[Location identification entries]
───

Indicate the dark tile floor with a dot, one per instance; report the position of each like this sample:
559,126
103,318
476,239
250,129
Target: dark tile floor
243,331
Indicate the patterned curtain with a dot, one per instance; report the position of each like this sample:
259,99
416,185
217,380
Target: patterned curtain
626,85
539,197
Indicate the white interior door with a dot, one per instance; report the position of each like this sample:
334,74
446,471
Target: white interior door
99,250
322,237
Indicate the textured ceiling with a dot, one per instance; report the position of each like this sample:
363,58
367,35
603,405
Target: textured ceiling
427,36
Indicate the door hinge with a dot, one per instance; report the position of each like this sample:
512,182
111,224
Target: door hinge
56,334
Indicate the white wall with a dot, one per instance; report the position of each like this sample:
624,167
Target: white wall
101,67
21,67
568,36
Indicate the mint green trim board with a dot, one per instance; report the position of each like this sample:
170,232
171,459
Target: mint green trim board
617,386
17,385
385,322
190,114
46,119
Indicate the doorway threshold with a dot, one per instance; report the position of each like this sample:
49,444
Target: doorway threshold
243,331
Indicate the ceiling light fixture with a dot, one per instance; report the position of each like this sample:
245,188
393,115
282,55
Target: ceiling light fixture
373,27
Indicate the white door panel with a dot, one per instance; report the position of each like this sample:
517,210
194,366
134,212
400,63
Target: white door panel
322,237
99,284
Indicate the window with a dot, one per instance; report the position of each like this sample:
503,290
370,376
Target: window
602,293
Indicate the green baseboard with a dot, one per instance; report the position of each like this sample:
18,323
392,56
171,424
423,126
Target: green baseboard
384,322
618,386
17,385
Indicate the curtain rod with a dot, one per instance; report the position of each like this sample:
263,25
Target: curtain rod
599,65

───

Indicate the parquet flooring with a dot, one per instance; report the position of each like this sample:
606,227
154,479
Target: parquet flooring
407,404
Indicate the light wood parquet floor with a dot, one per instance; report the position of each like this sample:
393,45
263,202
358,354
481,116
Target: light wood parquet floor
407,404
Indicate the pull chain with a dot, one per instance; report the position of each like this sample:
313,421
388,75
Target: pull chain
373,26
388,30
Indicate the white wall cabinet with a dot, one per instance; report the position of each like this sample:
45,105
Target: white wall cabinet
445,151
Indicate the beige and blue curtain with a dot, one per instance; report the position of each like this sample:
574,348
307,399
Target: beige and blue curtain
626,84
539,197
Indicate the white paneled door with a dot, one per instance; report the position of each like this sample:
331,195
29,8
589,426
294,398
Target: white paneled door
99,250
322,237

───

Exercise details –
Please extract every line of the data above that contains the string "interior", matching uppercase and lowercase exactly.

Complete answer –
Indicate the white interior door with a dot, one per instance; report the position of each like this sample:
Target: white interior door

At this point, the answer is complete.